Source data >>
>>>

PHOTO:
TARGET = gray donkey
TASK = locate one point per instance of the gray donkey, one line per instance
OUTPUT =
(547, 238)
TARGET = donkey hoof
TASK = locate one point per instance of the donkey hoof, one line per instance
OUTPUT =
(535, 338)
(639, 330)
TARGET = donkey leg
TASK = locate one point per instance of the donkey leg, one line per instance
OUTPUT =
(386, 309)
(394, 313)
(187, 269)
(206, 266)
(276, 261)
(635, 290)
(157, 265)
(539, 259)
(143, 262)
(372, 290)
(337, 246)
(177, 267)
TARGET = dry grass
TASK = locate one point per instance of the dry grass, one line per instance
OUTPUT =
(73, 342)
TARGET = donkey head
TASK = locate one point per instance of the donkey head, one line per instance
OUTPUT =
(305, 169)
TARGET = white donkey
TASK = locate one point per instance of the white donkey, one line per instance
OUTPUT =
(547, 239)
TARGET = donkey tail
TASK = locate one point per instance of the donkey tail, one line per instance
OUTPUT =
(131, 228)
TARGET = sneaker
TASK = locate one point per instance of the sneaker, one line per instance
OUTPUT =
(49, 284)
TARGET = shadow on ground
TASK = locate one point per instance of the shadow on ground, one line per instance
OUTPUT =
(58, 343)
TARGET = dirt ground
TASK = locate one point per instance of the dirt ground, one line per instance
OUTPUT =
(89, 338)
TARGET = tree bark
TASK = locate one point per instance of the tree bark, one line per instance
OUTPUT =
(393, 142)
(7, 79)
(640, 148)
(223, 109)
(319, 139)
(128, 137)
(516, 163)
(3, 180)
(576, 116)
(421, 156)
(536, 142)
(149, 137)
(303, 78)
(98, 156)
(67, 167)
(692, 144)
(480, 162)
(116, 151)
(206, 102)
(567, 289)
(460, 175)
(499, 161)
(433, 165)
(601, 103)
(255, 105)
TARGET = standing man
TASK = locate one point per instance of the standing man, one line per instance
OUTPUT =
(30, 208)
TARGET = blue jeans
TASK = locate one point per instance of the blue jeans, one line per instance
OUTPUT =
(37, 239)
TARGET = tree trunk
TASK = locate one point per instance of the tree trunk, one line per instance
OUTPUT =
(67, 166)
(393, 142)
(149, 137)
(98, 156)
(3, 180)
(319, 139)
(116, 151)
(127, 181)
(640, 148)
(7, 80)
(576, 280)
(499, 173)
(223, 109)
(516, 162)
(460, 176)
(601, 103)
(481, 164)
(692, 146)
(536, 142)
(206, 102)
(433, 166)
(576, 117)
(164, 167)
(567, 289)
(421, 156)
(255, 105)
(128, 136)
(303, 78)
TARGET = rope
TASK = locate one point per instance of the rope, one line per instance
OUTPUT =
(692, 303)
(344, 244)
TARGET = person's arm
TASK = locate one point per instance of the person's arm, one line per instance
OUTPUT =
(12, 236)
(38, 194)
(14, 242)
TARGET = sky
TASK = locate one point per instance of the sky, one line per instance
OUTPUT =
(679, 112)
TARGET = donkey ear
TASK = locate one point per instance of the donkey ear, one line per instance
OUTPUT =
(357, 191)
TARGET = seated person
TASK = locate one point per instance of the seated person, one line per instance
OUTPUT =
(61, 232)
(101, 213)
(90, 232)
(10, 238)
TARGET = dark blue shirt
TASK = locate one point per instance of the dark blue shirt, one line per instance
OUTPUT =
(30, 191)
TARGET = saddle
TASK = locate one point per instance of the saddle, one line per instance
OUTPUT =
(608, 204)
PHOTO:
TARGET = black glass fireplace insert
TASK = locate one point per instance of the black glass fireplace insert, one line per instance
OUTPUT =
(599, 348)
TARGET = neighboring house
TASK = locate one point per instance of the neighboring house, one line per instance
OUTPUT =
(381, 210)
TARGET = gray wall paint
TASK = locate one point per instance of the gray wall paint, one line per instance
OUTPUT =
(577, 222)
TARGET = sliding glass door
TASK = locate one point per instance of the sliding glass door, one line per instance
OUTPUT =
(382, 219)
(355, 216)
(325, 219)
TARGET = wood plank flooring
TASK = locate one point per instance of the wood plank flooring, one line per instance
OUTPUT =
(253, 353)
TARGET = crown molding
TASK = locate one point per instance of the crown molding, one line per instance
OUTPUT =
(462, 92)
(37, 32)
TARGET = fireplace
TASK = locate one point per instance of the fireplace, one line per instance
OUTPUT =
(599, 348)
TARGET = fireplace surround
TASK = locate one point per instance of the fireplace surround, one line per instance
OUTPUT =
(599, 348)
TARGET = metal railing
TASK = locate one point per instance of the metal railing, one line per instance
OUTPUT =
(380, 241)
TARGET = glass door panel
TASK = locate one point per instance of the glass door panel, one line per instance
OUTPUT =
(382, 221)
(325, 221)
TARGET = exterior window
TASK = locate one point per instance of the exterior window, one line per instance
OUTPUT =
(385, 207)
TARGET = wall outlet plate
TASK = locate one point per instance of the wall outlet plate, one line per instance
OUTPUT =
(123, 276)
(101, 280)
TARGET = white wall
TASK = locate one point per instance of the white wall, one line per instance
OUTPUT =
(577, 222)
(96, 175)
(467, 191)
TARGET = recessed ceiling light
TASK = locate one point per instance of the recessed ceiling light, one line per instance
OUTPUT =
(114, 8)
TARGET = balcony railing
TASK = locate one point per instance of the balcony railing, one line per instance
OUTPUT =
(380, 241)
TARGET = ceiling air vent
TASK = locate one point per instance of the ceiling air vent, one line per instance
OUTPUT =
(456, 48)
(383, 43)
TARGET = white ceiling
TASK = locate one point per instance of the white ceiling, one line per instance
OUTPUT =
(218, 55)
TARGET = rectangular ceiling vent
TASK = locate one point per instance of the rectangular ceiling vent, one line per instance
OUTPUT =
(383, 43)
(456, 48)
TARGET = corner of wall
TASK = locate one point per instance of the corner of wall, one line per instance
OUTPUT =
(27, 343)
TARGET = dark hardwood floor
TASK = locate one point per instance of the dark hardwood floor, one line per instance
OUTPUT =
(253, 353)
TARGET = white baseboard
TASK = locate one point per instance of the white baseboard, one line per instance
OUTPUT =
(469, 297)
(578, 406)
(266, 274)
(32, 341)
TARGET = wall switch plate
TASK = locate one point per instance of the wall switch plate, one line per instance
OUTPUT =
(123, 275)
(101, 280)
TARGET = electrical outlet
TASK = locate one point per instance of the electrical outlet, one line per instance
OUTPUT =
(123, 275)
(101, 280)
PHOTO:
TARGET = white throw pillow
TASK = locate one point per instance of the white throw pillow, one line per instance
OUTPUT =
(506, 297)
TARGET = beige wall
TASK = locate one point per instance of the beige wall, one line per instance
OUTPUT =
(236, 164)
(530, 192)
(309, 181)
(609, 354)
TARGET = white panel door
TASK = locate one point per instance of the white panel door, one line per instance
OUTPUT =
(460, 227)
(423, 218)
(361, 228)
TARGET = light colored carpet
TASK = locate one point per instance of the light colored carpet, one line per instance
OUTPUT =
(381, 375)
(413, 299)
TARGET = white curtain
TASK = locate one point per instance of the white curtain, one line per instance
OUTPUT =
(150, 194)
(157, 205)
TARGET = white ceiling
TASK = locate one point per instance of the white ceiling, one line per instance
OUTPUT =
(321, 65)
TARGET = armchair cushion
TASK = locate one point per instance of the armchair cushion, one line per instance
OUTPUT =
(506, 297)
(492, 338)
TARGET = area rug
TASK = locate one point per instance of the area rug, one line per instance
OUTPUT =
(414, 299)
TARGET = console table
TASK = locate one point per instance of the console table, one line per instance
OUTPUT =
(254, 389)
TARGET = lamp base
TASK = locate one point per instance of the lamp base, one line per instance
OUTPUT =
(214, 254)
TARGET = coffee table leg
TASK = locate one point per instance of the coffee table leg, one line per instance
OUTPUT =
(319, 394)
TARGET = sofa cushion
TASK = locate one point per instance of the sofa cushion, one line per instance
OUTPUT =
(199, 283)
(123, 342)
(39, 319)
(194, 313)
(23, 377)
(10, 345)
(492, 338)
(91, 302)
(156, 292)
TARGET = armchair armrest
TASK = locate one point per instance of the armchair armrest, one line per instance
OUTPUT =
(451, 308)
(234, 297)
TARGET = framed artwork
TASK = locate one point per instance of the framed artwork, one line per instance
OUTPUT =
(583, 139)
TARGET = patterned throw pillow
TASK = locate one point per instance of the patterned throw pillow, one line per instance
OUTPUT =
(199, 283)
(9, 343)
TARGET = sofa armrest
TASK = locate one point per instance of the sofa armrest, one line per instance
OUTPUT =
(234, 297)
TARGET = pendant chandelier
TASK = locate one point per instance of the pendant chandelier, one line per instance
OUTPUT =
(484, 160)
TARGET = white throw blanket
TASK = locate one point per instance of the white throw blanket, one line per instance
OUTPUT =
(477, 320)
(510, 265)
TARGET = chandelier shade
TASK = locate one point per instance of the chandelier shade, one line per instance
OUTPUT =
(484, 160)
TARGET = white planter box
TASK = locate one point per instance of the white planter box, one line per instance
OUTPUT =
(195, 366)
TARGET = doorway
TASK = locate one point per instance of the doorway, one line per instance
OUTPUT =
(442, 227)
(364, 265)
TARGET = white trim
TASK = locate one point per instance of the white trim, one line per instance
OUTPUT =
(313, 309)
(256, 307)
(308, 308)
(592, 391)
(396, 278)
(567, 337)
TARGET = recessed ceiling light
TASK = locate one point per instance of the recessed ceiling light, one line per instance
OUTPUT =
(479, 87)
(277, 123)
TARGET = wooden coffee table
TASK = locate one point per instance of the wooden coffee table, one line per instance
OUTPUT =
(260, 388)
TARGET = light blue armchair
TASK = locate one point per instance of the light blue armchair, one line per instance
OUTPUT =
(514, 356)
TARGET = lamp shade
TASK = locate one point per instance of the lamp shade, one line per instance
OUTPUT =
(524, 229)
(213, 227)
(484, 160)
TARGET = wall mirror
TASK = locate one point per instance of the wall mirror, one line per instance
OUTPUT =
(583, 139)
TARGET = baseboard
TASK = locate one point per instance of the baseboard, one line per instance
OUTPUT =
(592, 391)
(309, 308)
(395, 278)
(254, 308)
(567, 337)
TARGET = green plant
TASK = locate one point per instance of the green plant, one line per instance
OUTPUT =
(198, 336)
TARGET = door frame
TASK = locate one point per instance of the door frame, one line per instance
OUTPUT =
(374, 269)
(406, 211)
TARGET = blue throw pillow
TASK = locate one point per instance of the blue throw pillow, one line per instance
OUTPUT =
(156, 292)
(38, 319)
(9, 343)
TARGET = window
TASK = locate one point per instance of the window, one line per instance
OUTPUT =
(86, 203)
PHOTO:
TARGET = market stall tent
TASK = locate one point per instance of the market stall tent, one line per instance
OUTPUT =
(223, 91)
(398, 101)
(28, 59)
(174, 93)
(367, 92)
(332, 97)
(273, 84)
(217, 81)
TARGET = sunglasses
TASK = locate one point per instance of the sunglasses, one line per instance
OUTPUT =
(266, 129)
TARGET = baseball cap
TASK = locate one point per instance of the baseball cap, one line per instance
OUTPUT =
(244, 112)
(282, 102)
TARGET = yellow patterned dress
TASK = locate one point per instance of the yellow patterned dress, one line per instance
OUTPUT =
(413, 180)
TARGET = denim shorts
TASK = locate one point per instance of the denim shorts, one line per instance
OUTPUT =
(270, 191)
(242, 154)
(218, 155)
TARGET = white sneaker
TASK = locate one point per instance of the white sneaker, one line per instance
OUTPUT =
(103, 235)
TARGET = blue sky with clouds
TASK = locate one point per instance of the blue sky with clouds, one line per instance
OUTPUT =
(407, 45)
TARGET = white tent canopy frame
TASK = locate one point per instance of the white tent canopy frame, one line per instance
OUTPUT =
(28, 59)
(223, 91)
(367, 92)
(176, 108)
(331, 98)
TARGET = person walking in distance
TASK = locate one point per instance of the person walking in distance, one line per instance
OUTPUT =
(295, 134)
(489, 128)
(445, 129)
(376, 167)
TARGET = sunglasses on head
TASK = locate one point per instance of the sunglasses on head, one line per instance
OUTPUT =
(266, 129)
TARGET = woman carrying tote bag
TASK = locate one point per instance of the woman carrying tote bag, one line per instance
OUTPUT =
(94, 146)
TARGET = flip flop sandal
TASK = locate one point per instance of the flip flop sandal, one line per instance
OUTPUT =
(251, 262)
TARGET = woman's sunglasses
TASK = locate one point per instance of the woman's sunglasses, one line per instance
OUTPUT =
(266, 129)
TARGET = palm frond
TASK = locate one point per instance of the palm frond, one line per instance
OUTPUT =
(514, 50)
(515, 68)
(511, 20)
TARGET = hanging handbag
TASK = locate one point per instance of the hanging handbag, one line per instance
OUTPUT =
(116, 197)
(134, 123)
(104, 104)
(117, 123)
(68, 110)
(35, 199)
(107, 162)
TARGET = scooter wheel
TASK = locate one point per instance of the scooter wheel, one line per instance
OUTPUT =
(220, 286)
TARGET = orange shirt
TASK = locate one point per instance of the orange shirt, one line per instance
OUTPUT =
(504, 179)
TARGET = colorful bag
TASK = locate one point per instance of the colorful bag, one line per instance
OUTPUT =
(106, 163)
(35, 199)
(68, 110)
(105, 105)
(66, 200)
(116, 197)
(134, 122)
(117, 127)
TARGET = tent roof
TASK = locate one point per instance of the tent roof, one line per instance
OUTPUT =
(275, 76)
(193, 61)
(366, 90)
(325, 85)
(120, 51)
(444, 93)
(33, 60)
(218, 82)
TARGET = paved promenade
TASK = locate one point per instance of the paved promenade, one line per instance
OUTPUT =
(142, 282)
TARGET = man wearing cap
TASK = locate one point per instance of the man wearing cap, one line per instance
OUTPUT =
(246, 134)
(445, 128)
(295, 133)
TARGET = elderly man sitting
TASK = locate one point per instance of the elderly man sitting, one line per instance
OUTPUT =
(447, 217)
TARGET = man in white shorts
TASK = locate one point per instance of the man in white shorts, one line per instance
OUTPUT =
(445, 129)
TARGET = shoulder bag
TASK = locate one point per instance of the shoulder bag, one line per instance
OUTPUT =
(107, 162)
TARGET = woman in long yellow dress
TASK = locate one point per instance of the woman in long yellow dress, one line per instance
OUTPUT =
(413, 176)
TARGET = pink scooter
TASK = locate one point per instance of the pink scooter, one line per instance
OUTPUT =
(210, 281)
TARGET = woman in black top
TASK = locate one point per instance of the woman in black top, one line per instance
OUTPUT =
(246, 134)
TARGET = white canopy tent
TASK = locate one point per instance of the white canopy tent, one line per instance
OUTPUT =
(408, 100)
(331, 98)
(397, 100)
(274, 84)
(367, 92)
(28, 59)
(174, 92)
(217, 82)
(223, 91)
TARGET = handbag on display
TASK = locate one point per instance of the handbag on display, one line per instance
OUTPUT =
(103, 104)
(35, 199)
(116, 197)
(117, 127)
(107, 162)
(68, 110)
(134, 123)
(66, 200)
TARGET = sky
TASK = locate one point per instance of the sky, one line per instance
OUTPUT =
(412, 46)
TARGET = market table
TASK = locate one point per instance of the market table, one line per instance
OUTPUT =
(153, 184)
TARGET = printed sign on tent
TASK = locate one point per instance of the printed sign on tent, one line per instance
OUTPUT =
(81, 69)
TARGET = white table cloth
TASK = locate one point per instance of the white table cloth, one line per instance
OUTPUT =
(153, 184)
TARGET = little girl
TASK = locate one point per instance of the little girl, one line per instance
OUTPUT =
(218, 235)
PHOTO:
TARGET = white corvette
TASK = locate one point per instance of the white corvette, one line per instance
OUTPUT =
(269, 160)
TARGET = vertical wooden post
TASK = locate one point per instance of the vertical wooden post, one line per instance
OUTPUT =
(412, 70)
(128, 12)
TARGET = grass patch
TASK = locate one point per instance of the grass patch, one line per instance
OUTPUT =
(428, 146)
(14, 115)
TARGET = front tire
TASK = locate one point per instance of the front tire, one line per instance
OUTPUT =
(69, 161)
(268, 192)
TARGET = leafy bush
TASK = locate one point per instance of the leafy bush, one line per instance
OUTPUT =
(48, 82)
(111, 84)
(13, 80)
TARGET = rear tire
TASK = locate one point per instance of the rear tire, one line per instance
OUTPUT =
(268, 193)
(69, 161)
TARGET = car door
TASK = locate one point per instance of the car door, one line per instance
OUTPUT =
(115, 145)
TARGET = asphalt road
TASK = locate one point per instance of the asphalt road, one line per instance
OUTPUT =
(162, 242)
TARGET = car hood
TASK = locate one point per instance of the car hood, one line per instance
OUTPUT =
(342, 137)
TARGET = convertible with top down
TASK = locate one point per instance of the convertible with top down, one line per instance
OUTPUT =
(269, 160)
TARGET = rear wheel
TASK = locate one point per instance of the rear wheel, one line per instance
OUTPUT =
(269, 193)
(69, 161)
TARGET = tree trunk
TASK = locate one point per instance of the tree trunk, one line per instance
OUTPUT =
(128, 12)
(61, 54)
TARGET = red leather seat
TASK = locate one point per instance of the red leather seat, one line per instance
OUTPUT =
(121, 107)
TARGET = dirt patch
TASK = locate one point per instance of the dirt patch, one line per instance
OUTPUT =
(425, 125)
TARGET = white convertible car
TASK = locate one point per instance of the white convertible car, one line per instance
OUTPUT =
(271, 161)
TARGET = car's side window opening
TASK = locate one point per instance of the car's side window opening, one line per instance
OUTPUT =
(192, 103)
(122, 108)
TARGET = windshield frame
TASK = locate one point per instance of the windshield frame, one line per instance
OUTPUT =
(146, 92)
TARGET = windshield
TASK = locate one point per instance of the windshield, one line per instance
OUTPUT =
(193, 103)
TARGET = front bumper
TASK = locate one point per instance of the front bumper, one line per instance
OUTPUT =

<<<

Short task >> Please put everything from the line containing "TARGET = windshield frame" down to the end of the items into a Markdown table with the columns Row and Line, numbering each row and leaving out blank lines.

The output >>
| Row | Line |
|---|---|
| 1 | TARGET = windshield frame |
| 2 | TASK = locate one point per instance of the windshield frame, one line per instance |
| 3 | OUTPUT = |
| 4 | (146, 92) |
| 5 | TARGET = windshield |
| 6 | TASK = locate one point per instance of the windshield, one line per instance |
| 7 | OUTPUT = |
| 8 | (193, 103) |
| 9 | TARGET = front bumper |
| 10 | TASK = locate one point per instance of the front bumper, one line per instance |
| 11 | OUTPUT = |